■ **SOURCE MATERIAL**
--- Start ---

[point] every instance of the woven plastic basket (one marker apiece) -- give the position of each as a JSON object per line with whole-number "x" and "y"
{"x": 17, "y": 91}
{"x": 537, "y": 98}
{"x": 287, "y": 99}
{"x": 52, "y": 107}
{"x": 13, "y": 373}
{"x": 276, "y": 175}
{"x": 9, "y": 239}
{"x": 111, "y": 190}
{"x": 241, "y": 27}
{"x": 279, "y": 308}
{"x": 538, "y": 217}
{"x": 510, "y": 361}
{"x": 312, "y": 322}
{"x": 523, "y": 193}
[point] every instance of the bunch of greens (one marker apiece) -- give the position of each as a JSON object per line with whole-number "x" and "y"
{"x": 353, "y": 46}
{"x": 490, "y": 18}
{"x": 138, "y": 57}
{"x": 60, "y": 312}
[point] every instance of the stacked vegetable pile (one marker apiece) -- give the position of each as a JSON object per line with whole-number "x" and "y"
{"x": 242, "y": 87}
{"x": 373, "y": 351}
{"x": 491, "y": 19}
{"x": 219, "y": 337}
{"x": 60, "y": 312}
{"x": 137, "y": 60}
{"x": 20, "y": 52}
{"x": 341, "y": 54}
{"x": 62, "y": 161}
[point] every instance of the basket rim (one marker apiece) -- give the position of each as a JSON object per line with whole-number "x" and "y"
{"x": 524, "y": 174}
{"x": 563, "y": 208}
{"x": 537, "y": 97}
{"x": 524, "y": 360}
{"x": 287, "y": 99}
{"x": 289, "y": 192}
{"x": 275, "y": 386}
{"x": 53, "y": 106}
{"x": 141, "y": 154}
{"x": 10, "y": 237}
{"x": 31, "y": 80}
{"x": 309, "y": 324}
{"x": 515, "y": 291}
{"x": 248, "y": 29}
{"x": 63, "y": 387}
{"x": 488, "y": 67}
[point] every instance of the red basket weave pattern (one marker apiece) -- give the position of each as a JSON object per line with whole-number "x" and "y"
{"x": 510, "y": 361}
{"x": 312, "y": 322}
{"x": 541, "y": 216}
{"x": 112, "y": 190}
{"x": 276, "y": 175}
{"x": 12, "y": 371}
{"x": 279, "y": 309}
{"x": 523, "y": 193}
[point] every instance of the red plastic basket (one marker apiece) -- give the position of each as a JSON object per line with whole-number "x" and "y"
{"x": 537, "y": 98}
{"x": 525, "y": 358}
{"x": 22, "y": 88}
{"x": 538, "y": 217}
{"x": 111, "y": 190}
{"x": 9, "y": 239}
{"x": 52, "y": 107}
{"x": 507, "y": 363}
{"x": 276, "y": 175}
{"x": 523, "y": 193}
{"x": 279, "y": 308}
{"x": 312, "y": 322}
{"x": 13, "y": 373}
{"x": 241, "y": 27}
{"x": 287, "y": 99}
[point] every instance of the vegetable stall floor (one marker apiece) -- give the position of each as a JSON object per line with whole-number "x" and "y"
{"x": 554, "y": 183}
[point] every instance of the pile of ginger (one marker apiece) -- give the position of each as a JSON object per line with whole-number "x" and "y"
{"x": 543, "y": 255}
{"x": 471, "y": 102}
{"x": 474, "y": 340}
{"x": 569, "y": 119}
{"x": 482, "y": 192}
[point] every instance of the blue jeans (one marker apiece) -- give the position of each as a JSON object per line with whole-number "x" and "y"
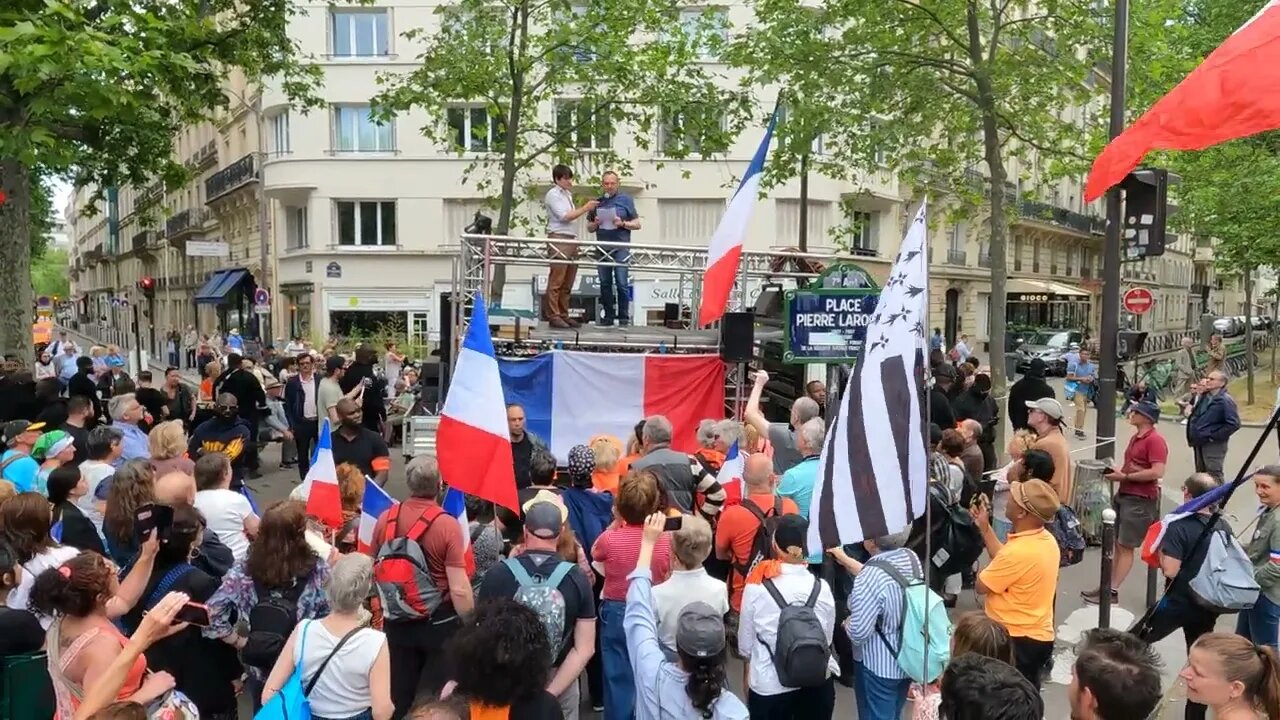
{"x": 613, "y": 286}
{"x": 1261, "y": 624}
{"x": 876, "y": 696}
{"x": 620, "y": 688}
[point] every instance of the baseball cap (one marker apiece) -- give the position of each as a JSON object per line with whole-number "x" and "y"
{"x": 14, "y": 428}
{"x": 1036, "y": 497}
{"x": 700, "y": 630}
{"x": 545, "y": 515}
{"x": 1048, "y": 406}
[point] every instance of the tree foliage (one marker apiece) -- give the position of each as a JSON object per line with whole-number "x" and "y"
{"x": 942, "y": 92}
{"x": 553, "y": 78}
{"x": 97, "y": 90}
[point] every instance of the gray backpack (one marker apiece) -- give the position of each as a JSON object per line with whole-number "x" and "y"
{"x": 1225, "y": 579}
{"x": 803, "y": 650}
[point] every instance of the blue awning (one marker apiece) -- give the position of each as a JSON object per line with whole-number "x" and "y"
{"x": 219, "y": 286}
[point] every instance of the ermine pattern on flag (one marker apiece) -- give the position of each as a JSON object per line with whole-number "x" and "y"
{"x": 371, "y": 507}
{"x": 873, "y": 472}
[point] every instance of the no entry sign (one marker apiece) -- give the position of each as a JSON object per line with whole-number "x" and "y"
{"x": 1138, "y": 300}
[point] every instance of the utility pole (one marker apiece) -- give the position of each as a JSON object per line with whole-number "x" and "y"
{"x": 1105, "y": 400}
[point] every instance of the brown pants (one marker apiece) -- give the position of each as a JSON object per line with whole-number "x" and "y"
{"x": 560, "y": 278}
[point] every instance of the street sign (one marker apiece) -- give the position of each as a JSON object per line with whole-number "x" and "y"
{"x": 1138, "y": 300}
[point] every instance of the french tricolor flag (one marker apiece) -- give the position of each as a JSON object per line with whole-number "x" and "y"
{"x": 324, "y": 501}
{"x": 371, "y": 507}
{"x": 472, "y": 440}
{"x": 726, "y": 247}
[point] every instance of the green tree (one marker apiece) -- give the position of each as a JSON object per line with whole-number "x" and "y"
{"x": 97, "y": 90}
{"x": 944, "y": 92}
{"x": 524, "y": 83}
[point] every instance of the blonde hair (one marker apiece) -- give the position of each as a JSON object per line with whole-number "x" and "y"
{"x": 691, "y": 543}
{"x": 167, "y": 440}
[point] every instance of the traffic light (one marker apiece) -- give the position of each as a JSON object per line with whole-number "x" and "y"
{"x": 1146, "y": 212}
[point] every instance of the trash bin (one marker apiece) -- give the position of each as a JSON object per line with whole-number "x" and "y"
{"x": 1091, "y": 495}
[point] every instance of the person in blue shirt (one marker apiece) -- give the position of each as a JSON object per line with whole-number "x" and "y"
{"x": 1080, "y": 378}
{"x": 17, "y": 465}
{"x": 612, "y": 220}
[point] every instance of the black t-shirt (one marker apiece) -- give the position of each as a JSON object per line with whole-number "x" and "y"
{"x": 579, "y": 602}
{"x": 360, "y": 451}
{"x": 19, "y": 632}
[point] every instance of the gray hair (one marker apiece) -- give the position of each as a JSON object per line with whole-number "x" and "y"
{"x": 119, "y": 404}
{"x": 657, "y": 431}
{"x": 803, "y": 410}
{"x": 423, "y": 477}
{"x": 348, "y": 582}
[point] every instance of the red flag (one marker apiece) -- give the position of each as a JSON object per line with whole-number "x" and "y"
{"x": 1234, "y": 92}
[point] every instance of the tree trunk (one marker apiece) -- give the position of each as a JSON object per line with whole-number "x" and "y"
{"x": 16, "y": 314}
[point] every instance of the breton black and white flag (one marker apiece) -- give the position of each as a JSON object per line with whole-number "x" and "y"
{"x": 873, "y": 473}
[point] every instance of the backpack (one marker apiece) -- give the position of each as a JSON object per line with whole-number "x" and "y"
{"x": 923, "y": 645}
{"x": 801, "y": 652}
{"x": 762, "y": 545}
{"x": 1065, "y": 529}
{"x": 540, "y": 593}
{"x": 401, "y": 575}
{"x": 270, "y": 623}
{"x": 1224, "y": 582}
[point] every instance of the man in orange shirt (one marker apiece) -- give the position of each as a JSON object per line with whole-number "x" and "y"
{"x": 737, "y": 527}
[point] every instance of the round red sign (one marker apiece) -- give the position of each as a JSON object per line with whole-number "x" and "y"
{"x": 1138, "y": 300}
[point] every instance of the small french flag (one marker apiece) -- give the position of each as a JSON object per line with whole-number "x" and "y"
{"x": 376, "y": 501}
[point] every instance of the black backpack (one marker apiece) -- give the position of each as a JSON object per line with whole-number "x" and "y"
{"x": 270, "y": 623}
{"x": 801, "y": 651}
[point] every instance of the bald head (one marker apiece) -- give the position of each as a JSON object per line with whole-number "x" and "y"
{"x": 176, "y": 488}
{"x": 758, "y": 473}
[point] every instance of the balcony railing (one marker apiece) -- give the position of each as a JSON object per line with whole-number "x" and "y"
{"x": 238, "y": 173}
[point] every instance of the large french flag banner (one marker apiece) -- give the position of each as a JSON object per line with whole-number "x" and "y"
{"x": 324, "y": 501}
{"x": 472, "y": 442}
{"x": 1157, "y": 529}
{"x": 371, "y": 507}
{"x": 725, "y": 251}
{"x": 570, "y": 397}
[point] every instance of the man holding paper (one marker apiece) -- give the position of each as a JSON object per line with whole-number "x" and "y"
{"x": 612, "y": 220}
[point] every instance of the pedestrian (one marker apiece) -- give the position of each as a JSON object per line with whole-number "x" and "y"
{"x": 1214, "y": 420}
{"x": 1137, "y": 496}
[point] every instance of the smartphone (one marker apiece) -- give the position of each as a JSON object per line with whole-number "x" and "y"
{"x": 193, "y": 613}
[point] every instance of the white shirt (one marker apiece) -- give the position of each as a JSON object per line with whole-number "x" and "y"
{"x": 681, "y": 588}
{"x": 343, "y": 689}
{"x": 759, "y": 623}
{"x": 560, "y": 204}
{"x": 225, "y": 511}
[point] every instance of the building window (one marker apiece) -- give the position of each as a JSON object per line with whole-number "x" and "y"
{"x": 475, "y": 130}
{"x": 356, "y": 131}
{"x": 366, "y": 223}
{"x": 581, "y": 126}
{"x": 359, "y": 33}
{"x": 280, "y": 133}
{"x": 295, "y": 227}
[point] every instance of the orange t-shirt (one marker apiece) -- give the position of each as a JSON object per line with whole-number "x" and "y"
{"x": 735, "y": 533}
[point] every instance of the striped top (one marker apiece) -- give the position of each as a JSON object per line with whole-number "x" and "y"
{"x": 876, "y": 601}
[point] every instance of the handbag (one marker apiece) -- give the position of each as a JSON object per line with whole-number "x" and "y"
{"x": 291, "y": 702}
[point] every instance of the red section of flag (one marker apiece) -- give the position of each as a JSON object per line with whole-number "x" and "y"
{"x": 1234, "y": 92}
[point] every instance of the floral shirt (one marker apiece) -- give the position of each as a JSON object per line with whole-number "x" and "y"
{"x": 237, "y": 597}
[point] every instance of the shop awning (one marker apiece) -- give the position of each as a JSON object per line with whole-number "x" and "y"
{"x": 1042, "y": 287}
{"x": 219, "y": 286}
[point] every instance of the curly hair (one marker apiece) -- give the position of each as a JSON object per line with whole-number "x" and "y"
{"x": 24, "y": 524}
{"x": 77, "y": 588}
{"x": 280, "y": 554}
{"x": 502, "y": 654}
{"x": 132, "y": 487}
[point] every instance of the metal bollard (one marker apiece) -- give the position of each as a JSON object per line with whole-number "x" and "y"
{"x": 1109, "y": 552}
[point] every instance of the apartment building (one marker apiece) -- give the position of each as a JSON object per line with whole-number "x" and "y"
{"x": 362, "y": 219}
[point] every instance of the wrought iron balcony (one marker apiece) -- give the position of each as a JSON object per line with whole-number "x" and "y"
{"x": 238, "y": 173}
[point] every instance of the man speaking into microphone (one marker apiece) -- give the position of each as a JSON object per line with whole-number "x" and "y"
{"x": 612, "y": 220}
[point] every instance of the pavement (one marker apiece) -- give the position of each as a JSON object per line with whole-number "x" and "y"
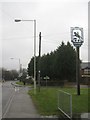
{"x": 21, "y": 105}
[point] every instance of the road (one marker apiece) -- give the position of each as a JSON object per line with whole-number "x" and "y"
{"x": 16, "y": 103}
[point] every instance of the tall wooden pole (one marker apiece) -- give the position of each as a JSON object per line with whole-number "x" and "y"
{"x": 39, "y": 61}
{"x": 77, "y": 70}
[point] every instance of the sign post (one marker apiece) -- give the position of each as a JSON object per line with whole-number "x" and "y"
{"x": 77, "y": 40}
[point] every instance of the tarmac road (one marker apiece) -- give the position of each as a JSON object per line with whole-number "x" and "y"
{"x": 17, "y": 103}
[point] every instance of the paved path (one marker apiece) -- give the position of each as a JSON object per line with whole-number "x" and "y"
{"x": 21, "y": 105}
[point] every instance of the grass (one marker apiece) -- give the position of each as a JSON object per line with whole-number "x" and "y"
{"x": 46, "y": 100}
{"x": 21, "y": 83}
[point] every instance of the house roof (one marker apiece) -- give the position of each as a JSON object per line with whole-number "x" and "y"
{"x": 85, "y": 65}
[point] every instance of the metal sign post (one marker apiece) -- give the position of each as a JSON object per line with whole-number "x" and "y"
{"x": 77, "y": 40}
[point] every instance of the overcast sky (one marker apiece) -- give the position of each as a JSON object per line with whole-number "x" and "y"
{"x": 53, "y": 19}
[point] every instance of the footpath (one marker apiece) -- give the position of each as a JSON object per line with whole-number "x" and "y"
{"x": 21, "y": 105}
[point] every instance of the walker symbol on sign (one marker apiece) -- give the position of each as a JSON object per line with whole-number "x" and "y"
{"x": 77, "y": 36}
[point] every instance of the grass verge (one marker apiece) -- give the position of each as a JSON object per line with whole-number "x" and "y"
{"x": 46, "y": 100}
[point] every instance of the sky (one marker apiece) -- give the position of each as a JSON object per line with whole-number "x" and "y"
{"x": 54, "y": 18}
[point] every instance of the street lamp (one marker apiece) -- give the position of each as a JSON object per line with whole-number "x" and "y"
{"x": 19, "y": 63}
{"x": 18, "y": 20}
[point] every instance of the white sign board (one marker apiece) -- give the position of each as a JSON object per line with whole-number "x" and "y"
{"x": 77, "y": 36}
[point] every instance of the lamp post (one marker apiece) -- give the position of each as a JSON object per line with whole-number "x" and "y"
{"x": 18, "y": 20}
{"x": 19, "y": 64}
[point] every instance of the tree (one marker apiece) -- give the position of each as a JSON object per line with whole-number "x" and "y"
{"x": 60, "y": 64}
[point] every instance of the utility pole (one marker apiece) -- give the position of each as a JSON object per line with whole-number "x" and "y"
{"x": 39, "y": 61}
{"x": 77, "y": 40}
{"x": 77, "y": 70}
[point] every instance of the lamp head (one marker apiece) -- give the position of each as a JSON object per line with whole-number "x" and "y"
{"x": 17, "y": 20}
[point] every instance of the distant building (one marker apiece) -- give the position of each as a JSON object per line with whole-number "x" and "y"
{"x": 85, "y": 72}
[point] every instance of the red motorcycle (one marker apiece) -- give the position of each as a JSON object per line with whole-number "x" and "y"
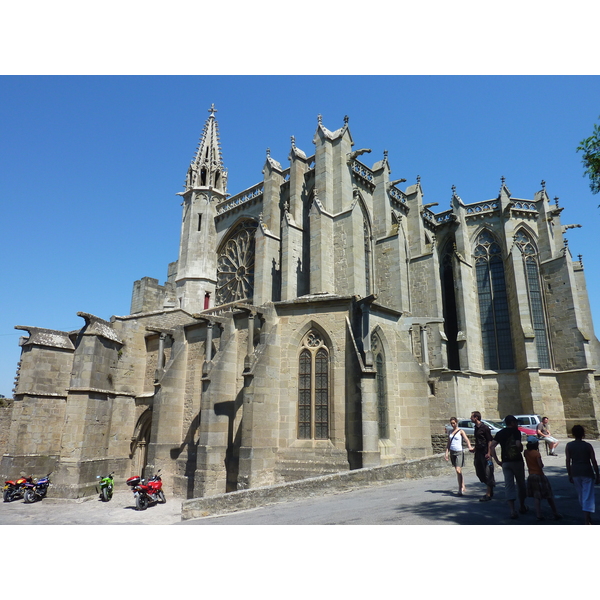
{"x": 14, "y": 490}
{"x": 147, "y": 492}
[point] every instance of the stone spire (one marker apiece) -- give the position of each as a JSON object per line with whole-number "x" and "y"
{"x": 207, "y": 170}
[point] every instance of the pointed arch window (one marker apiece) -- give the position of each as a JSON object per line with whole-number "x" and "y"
{"x": 493, "y": 303}
{"x": 382, "y": 404}
{"x": 449, "y": 307}
{"x": 535, "y": 294}
{"x": 367, "y": 243}
{"x": 235, "y": 265}
{"x": 313, "y": 388}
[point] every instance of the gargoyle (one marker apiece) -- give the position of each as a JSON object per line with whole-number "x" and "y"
{"x": 397, "y": 181}
{"x": 357, "y": 153}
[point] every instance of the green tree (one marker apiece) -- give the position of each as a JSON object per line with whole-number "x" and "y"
{"x": 591, "y": 158}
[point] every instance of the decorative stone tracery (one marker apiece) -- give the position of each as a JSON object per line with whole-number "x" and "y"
{"x": 235, "y": 266}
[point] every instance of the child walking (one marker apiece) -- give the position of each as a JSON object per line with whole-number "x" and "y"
{"x": 538, "y": 486}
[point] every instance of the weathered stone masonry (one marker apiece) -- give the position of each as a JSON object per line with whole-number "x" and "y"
{"x": 319, "y": 321}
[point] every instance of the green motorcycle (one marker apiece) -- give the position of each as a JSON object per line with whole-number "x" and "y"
{"x": 107, "y": 485}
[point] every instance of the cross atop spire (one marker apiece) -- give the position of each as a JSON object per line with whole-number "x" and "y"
{"x": 207, "y": 168}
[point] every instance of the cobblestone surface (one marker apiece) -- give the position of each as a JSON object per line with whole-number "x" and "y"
{"x": 91, "y": 511}
{"x": 428, "y": 501}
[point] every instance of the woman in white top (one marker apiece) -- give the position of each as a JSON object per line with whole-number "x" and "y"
{"x": 455, "y": 449}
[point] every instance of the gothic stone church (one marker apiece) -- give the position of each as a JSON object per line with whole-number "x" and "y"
{"x": 321, "y": 320}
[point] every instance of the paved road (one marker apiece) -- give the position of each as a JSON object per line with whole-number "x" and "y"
{"x": 428, "y": 501}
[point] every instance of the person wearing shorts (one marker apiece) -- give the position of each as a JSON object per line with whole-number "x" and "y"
{"x": 454, "y": 448}
{"x": 484, "y": 468}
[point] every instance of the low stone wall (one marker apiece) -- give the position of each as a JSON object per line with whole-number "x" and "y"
{"x": 439, "y": 442}
{"x": 314, "y": 486}
{"x": 6, "y": 405}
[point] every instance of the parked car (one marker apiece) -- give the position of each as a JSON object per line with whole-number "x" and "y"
{"x": 528, "y": 423}
{"x": 469, "y": 427}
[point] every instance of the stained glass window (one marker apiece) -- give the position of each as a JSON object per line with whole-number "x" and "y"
{"x": 235, "y": 265}
{"x": 535, "y": 294}
{"x": 313, "y": 389}
{"x": 493, "y": 304}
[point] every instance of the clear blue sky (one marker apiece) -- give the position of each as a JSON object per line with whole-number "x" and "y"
{"x": 90, "y": 166}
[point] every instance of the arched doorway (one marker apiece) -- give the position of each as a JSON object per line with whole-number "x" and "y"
{"x": 139, "y": 444}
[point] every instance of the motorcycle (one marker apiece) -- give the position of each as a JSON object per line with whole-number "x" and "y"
{"x": 107, "y": 485}
{"x": 146, "y": 493}
{"x": 36, "y": 490}
{"x": 15, "y": 490}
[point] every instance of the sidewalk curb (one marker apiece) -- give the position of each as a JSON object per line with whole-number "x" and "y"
{"x": 336, "y": 483}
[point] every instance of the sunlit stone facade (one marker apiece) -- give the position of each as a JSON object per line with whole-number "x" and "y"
{"x": 321, "y": 320}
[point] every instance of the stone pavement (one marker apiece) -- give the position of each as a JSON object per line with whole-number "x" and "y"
{"x": 428, "y": 501}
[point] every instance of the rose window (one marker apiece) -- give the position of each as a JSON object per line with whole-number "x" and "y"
{"x": 235, "y": 266}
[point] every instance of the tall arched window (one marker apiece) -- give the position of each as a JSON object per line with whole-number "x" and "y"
{"x": 367, "y": 244}
{"x": 382, "y": 407}
{"x": 535, "y": 294}
{"x": 493, "y": 304}
{"x": 313, "y": 388}
{"x": 235, "y": 265}
{"x": 449, "y": 307}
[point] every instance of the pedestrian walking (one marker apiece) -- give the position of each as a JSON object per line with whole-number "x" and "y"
{"x": 538, "y": 486}
{"x": 484, "y": 467}
{"x": 581, "y": 467}
{"x": 454, "y": 448}
{"x": 513, "y": 467}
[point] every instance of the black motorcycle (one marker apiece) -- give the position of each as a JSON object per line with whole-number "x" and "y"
{"x": 14, "y": 490}
{"x": 37, "y": 490}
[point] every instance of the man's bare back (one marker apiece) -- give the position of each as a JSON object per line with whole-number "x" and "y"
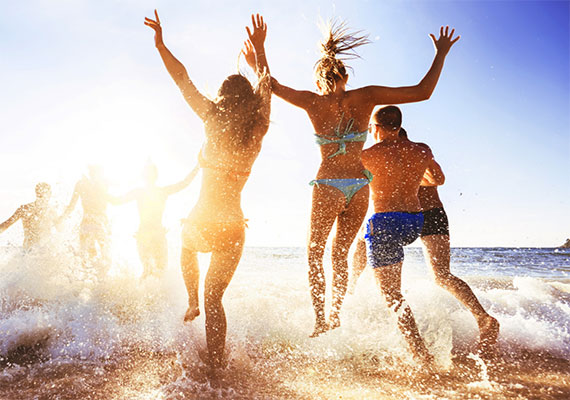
{"x": 38, "y": 218}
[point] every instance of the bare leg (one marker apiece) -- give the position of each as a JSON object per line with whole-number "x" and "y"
{"x": 389, "y": 279}
{"x": 348, "y": 224}
{"x": 326, "y": 201}
{"x": 222, "y": 267}
{"x": 145, "y": 257}
{"x": 191, "y": 275}
{"x": 437, "y": 248}
{"x": 161, "y": 256}
{"x": 358, "y": 264}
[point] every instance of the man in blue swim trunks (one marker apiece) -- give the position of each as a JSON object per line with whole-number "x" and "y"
{"x": 398, "y": 168}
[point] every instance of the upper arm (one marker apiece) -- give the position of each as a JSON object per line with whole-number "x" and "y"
{"x": 264, "y": 92}
{"x": 375, "y": 95}
{"x": 433, "y": 175}
{"x": 197, "y": 101}
{"x": 15, "y": 217}
{"x": 299, "y": 98}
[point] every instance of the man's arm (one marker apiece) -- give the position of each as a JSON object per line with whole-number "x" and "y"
{"x": 300, "y": 98}
{"x": 199, "y": 103}
{"x": 433, "y": 176}
{"x": 10, "y": 221}
{"x": 171, "y": 189}
{"x": 72, "y": 202}
{"x": 423, "y": 90}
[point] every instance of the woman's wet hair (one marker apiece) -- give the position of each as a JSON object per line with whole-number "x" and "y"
{"x": 43, "y": 189}
{"x": 236, "y": 110}
{"x": 338, "y": 46}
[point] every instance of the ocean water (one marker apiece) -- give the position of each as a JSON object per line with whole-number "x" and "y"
{"x": 65, "y": 333}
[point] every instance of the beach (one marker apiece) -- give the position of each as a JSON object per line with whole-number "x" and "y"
{"x": 66, "y": 335}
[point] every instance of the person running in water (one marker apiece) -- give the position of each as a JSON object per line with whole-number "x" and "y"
{"x": 38, "y": 217}
{"x": 340, "y": 118}
{"x": 435, "y": 238}
{"x": 151, "y": 201}
{"x": 94, "y": 230}
{"x": 235, "y": 125}
{"x": 398, "y": 167}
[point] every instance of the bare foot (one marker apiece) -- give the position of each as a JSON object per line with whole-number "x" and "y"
{"x": 191, "y": 314}
{"x": 334, "y": 322}
{"x": 488, "y": 335}
{"x": 423, "y": 356}
{"x": 320, "y": 328}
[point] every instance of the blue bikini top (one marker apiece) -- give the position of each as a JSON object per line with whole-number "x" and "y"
{"x": 346, "y": 137}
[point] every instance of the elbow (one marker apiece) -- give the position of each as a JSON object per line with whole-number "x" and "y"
{"x": 426, "y": 94}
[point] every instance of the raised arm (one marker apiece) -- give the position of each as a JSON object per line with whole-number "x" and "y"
{"x": 199, "y": 103}
{"x": 299, "y": 98}
{"x": 72, "y": 202}
{"x": 433, "y": 176}
{"x": 258, "y": 60}
{"x": 10, "y": 221}
{"x": 423, "y": 90}
{"x": 126, "y": 198}
{"x": 171, "y": 189}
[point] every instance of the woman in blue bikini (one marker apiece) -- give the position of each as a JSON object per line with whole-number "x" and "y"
{"x": 340, "y": 118}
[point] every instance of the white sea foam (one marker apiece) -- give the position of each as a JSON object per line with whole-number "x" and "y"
{"x": 50, "y": 300}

--- End ---

■ **TASK OBJECTIVE**
Starting at the line that contains "[point] every instance of the woman in blue", write out every line to the end of the entries, exactly as given.

■ **RIGHT ANSWER**
[point] every instance of the woman in blue bikini (one marker apiece) -- give the position of each as a JSON object per line with whole-number "x" and "y"
{"x": 340, "y": 118}
[point] every instance of the white sea foam (one marker apiece) -- give the position of each as a JSON object per line with whole-number "x" and "y"
{"x": 50, "y": 300}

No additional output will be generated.